_What the task requires_
How many lines in the entries below contain the word "white"? Reply with the number alone.

── Data lines ──

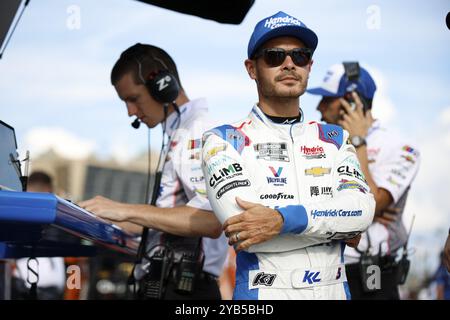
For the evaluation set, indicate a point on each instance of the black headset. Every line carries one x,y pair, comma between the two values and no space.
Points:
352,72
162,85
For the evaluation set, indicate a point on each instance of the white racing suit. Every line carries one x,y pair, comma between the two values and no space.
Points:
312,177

───
── Data lines ──

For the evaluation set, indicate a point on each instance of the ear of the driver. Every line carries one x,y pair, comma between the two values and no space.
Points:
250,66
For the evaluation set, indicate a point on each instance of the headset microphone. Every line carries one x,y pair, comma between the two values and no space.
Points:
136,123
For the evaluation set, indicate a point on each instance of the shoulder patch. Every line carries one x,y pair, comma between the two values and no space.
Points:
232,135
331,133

───
── Data lines ──

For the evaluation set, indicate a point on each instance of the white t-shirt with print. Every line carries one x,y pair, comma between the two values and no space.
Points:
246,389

───

_Full solution_
2